─── Text extract

Consider that t1 originates much earlier than t2

• IΔtI = 1.915 10¹⁰ s

This variation of time occurs within the interval of expansion of space-time, inside the bandwidth of the equation of gravitational waves, therefore its speed corresponds to 3 10²¹ m/s.

We will calculate the displacement variation IΔXI for a variation of IΔtI = 1.915 10¹⁰ s.

• IΔXI = v x t
• IΔXI = 3 10²¹ x 1.915 10¹⁰
• IΔXI = 5.745 10³¹ m.

For the instant at which ω2 occurs, ω1 advances ω2 by 90 degrees and this corresponds to a time difference IΔtI = 1.915 10¹⁰ s, and a difference in displacement IΔXI = 5.745 10³¹ m.

We show how space-time, as a function of frequency, expands asymmetrically.

6.8. Calculation of the critical mass to produce a black hole in the LHC applying the theory of the generalization of Boltzmann constant in curved spacetime

Method No. 1:

let us consider the average thermal energy equal to the gravitational potential energy of a black hole of radius Rs.

──────

**What you should do**: Summarize the text on space-time expansion in two sentences.

─── Data records

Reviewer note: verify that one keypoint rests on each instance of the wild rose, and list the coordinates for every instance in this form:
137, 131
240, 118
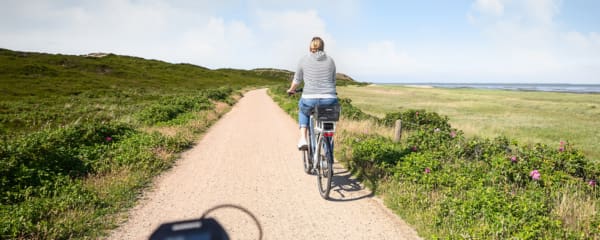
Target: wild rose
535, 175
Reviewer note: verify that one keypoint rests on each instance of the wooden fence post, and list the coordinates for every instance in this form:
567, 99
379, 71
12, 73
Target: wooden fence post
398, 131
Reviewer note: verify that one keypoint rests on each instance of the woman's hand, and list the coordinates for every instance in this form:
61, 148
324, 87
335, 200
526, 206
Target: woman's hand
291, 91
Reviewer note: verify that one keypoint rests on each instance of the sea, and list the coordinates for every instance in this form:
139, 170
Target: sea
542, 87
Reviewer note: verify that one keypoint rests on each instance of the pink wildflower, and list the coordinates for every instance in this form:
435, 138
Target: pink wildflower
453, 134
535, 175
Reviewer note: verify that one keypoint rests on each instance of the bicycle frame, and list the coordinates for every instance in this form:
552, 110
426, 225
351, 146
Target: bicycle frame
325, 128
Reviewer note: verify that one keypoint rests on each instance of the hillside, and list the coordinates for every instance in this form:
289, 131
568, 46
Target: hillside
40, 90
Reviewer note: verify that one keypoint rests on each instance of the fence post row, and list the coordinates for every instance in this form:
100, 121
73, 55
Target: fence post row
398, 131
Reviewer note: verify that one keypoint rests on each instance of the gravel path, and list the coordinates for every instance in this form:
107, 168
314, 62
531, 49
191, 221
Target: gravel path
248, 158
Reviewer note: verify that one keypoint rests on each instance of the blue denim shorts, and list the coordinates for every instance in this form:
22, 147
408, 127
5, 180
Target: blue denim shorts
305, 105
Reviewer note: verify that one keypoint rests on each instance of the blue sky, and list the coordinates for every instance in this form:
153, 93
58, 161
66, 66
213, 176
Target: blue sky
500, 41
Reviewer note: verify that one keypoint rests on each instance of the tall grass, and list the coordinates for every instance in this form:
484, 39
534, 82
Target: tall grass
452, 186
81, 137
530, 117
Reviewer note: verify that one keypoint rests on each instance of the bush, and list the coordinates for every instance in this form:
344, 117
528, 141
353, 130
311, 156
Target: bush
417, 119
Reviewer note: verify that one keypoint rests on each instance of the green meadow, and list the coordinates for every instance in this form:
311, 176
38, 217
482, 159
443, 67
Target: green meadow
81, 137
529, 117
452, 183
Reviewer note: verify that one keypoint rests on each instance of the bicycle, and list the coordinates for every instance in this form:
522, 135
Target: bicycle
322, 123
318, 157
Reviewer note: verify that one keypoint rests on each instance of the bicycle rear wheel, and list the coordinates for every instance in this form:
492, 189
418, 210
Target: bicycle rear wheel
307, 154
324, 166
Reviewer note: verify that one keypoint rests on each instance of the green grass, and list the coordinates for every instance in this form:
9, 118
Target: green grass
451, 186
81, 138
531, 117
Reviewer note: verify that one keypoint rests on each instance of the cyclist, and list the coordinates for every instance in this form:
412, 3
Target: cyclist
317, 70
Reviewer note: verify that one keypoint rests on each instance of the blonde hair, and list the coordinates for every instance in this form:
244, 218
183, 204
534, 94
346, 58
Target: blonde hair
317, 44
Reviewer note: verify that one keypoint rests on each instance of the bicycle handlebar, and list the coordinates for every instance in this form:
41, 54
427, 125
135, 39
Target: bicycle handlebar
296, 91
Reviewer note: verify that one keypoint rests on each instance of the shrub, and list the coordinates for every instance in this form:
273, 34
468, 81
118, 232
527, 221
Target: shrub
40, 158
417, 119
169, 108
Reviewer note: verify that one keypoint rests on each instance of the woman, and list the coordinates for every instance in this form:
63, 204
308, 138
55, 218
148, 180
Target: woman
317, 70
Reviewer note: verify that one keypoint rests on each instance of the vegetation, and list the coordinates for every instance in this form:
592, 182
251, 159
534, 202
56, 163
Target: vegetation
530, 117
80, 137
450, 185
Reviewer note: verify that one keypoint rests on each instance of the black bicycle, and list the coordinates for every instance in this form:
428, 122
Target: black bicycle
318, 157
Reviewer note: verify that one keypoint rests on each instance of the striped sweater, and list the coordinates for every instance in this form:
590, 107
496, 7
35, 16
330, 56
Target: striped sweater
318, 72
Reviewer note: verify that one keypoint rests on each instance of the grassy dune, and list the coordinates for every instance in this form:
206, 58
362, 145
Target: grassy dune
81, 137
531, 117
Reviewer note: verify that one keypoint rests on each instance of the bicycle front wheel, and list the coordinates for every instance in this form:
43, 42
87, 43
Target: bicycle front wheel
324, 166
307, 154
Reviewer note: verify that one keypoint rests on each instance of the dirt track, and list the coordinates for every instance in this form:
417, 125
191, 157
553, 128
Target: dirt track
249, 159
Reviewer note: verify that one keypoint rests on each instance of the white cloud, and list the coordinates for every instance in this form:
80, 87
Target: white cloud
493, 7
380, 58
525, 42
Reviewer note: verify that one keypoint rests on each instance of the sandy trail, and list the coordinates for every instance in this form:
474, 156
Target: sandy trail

──────

**The reply**: Using a time difference of 1.915 10¹⁰ s and a speed of 3 10²¹ m/s, the text works out a displacement difference of 5.745 10³¹ m, which matches ω1 advancing ω2 by 90 degrees, and says this shows that space-time expands asymmetrically as a function of frequency. It then opens a section on calculating the critical mass needed to produce a black hole in the LHC, whose first method sets the average thermal energy equal to the gravitational potential energy of a black hole of radius Rs.